Records from a data source:
_ _ _ _

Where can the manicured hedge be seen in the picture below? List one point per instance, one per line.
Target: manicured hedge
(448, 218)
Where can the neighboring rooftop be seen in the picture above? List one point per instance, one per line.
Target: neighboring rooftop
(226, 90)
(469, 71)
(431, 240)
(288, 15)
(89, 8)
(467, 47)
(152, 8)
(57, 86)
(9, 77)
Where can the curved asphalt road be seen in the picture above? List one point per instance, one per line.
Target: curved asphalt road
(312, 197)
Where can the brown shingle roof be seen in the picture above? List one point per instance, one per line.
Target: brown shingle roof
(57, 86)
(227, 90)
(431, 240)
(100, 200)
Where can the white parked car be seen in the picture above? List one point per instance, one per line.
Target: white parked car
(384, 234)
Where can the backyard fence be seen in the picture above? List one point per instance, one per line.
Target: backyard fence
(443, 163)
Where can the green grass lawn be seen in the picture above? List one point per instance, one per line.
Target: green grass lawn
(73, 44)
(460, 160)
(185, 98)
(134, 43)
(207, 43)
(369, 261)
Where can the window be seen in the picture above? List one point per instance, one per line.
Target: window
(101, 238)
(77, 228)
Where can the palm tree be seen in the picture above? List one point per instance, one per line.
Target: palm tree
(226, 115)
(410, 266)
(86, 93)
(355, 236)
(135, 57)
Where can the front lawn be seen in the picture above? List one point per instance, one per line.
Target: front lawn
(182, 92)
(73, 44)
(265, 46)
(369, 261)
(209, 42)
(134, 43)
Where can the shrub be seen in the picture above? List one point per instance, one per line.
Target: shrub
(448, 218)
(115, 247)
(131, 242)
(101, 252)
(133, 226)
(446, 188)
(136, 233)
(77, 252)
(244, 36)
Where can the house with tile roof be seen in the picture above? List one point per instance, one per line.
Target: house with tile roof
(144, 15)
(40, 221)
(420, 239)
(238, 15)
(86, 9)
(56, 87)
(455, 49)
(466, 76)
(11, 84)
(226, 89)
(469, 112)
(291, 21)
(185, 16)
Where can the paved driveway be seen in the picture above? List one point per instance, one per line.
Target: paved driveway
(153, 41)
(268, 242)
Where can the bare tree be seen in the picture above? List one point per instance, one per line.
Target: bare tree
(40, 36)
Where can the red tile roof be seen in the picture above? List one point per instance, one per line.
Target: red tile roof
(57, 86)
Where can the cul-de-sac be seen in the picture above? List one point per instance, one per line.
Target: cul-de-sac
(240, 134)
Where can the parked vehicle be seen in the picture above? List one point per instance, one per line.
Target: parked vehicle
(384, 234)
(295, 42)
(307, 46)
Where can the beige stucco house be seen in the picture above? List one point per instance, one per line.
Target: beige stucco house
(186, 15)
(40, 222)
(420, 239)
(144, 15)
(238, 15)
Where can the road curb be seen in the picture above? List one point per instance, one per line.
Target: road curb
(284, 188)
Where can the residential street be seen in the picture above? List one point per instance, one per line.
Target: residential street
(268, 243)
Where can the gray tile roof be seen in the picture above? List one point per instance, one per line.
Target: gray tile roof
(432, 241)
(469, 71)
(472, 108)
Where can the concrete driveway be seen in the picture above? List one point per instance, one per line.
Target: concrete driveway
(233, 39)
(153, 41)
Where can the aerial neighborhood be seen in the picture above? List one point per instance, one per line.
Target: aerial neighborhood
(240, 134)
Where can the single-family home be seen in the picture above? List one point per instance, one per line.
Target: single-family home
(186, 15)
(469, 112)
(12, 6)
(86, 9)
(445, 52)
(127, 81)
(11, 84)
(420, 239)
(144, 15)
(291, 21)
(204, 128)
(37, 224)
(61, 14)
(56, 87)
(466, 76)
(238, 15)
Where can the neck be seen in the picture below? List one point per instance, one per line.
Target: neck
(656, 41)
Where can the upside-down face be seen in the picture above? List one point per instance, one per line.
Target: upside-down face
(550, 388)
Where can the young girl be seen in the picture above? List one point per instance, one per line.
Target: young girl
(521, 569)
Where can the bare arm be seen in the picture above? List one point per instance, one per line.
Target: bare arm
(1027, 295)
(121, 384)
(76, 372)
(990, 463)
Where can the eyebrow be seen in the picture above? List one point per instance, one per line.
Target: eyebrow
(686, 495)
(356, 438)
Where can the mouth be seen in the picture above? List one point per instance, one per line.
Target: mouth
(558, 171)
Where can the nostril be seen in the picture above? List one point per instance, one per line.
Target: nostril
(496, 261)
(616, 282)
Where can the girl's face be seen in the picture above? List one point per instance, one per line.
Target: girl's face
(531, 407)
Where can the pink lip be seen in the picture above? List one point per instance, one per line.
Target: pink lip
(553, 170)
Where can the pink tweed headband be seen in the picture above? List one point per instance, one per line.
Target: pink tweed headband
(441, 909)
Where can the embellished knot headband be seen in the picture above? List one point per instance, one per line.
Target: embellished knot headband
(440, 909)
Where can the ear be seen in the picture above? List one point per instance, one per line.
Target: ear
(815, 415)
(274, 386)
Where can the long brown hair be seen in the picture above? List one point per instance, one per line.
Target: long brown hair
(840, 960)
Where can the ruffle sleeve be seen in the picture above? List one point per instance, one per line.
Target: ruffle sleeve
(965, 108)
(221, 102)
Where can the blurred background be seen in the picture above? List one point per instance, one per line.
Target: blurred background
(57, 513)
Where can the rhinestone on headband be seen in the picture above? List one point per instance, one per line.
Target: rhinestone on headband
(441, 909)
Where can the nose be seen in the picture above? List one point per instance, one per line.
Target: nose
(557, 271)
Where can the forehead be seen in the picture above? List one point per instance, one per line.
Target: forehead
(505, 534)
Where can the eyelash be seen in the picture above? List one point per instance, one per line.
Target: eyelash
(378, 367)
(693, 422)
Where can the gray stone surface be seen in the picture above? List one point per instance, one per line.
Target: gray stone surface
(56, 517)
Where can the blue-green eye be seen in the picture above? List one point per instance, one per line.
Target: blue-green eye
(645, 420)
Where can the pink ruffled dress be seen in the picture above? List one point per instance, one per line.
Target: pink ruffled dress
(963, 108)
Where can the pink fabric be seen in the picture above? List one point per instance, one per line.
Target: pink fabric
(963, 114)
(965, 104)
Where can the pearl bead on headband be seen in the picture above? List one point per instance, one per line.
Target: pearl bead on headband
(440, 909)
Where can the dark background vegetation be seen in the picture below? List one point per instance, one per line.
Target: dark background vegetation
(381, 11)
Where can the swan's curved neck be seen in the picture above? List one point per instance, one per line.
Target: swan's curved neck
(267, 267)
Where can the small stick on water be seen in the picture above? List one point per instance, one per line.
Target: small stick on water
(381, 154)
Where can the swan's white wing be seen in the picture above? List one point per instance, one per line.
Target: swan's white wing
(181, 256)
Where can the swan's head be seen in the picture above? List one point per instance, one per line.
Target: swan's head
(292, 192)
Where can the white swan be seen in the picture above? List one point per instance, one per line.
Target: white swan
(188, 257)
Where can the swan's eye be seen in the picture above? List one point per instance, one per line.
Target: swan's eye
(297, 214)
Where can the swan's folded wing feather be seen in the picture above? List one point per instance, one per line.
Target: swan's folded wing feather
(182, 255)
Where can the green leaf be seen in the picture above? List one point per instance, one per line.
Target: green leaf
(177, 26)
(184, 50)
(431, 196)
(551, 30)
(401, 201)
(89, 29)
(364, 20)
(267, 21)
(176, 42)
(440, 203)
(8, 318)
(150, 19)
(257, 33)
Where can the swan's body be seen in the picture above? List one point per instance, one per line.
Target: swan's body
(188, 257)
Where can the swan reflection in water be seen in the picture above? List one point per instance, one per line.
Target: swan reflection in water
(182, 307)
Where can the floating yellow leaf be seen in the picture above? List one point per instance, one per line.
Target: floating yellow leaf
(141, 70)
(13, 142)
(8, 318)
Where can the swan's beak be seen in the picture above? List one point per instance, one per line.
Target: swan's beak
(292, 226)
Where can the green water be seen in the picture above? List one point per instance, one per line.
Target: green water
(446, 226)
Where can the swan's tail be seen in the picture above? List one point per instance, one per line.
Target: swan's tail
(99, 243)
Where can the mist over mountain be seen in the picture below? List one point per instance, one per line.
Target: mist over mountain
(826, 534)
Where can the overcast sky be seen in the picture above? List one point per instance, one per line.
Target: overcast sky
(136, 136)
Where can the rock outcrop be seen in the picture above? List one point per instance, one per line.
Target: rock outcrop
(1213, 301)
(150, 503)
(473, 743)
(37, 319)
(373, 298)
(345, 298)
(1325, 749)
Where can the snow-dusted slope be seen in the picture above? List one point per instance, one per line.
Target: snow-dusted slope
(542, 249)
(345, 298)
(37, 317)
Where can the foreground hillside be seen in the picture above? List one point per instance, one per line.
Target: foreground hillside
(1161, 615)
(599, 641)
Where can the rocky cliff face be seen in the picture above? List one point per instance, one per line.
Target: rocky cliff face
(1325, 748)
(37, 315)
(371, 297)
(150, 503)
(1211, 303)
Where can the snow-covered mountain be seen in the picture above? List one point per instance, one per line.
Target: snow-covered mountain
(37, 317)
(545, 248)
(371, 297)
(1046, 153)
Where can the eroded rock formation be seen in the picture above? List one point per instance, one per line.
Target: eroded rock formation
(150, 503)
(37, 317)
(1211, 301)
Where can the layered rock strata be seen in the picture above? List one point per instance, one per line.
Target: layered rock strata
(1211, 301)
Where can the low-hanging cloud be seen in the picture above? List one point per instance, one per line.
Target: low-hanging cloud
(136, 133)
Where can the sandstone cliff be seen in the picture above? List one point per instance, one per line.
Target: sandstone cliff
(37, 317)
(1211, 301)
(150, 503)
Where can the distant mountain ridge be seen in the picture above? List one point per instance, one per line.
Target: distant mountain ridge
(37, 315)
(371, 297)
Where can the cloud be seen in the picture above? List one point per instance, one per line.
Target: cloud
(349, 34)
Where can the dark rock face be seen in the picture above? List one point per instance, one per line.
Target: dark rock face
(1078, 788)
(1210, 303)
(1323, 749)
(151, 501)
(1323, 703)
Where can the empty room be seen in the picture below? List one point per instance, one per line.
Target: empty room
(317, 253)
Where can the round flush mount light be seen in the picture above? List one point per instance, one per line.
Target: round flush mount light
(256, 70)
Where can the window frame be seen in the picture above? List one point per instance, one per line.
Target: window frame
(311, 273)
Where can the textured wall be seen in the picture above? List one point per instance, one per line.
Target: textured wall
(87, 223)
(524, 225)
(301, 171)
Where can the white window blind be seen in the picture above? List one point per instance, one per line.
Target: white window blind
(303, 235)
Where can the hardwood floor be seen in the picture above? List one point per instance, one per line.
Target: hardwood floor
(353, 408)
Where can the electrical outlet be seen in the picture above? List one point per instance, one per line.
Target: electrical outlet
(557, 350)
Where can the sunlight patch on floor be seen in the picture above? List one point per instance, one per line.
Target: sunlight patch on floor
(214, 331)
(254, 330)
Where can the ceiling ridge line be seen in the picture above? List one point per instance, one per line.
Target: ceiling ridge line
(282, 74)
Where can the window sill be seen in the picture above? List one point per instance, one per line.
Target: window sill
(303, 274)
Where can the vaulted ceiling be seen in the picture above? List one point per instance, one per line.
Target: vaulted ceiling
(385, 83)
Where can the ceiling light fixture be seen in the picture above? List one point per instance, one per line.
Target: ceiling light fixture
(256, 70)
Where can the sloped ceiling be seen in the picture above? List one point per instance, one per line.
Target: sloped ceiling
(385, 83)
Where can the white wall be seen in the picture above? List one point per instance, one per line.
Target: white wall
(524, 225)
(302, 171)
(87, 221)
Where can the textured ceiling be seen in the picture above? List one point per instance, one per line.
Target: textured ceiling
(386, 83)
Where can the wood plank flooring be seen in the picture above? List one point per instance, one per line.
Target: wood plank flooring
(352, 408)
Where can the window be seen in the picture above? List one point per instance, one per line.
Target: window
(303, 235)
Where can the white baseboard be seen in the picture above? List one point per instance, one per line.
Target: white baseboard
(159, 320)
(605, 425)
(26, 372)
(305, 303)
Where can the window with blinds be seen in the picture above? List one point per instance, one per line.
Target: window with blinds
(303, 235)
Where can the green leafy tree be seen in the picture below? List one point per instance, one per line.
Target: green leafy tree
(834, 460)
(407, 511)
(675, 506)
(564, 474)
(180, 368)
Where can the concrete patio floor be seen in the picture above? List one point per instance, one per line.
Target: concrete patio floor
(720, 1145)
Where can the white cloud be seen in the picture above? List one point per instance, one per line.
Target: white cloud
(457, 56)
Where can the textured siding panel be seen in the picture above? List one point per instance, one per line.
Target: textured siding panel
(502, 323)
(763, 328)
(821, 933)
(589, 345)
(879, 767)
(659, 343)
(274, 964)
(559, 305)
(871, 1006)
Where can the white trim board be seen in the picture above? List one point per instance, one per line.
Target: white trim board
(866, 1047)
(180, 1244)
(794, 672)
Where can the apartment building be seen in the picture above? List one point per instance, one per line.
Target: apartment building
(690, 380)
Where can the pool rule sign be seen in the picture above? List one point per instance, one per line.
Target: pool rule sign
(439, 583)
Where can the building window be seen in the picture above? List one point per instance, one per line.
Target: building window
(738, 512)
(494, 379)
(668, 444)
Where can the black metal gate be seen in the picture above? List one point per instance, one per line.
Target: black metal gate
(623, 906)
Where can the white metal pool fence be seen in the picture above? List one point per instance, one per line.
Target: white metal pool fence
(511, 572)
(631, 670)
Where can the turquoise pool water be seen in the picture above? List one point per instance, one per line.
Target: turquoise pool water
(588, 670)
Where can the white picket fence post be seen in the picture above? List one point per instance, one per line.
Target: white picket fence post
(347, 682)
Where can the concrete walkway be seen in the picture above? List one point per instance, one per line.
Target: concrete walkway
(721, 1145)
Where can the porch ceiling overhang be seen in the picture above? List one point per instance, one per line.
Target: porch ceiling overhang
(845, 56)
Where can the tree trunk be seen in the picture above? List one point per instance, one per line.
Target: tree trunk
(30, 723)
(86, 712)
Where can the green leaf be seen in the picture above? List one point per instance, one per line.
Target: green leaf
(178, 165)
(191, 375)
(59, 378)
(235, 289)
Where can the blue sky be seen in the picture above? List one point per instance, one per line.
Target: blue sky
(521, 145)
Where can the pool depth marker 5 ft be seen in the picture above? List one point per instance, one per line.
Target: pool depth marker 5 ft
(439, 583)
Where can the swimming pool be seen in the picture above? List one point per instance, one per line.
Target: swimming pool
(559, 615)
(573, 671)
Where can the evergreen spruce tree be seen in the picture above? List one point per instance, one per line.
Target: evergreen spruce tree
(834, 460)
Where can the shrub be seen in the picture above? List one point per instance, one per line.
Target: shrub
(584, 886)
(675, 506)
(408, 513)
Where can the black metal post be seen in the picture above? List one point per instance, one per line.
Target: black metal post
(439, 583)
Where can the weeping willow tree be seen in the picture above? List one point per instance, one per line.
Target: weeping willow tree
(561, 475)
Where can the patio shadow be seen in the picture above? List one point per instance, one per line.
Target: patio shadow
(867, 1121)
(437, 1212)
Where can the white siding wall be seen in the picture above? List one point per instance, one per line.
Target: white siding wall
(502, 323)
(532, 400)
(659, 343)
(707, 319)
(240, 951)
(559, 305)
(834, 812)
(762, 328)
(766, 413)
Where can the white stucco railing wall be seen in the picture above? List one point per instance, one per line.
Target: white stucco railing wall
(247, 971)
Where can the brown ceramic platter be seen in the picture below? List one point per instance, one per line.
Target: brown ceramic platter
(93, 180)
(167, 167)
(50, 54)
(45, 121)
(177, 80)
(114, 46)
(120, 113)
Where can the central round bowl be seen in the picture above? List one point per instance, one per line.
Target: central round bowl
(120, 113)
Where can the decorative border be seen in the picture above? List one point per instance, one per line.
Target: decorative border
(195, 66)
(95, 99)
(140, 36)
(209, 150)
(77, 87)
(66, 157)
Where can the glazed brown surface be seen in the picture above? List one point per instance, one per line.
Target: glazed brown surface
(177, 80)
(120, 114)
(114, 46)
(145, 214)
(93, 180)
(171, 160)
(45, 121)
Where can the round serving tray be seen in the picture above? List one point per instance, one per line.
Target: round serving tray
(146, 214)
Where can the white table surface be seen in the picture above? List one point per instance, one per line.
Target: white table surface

_ _ _ _

Write out exactly the lines starting with the one that holds "Where can the glazed" and running through the last line above.

Where can the glazed brown surface be seen in the picture above? List one point per instance, one per line.
Target: glazed brown surface
(177, 80)
(120, 114)
(114, 46)
(145, 214)
(93, 180)
(171, 160)
(45, 121)
Where can the round serving tray be seen in the picture above? List one point per instance, one per line.
Target: round serving tray
(146, 214)
Where can the white table surface be seen in the picture above? List one point per instance, one per line.
Target: white table surface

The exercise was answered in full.